■ What to work on
Scan the following data for lines with "headscarf" and state how many there are, as a number only.

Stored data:
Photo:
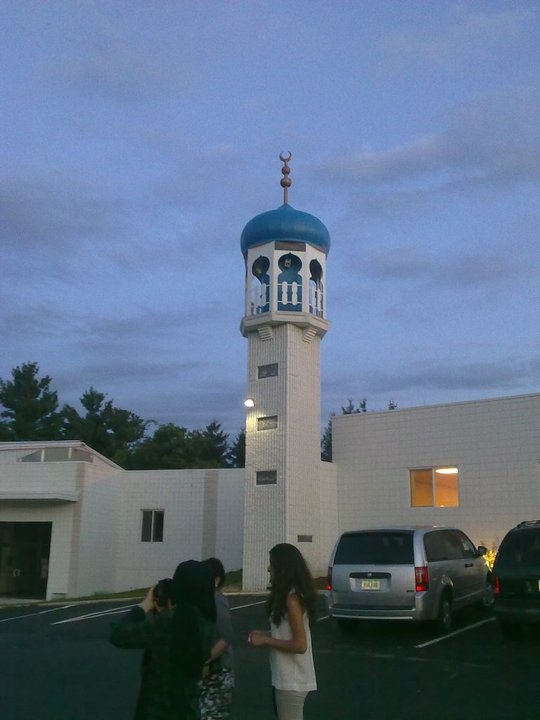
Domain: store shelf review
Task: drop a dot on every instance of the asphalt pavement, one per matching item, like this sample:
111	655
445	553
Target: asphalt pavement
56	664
--
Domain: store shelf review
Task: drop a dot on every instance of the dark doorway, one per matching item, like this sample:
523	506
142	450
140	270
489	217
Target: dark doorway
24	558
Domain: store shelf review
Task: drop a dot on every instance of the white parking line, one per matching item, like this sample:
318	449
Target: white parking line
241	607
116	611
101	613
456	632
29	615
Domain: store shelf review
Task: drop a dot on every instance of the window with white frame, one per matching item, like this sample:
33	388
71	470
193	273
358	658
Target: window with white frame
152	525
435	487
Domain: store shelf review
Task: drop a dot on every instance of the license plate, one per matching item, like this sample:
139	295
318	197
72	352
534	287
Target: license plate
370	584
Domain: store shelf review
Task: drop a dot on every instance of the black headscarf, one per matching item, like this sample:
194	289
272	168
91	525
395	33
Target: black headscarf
==
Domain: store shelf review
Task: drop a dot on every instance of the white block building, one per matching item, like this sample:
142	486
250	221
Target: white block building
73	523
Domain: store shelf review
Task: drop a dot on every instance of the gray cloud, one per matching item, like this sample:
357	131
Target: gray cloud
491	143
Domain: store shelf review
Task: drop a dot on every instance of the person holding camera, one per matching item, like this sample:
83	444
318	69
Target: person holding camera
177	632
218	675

■ Solved exercise
2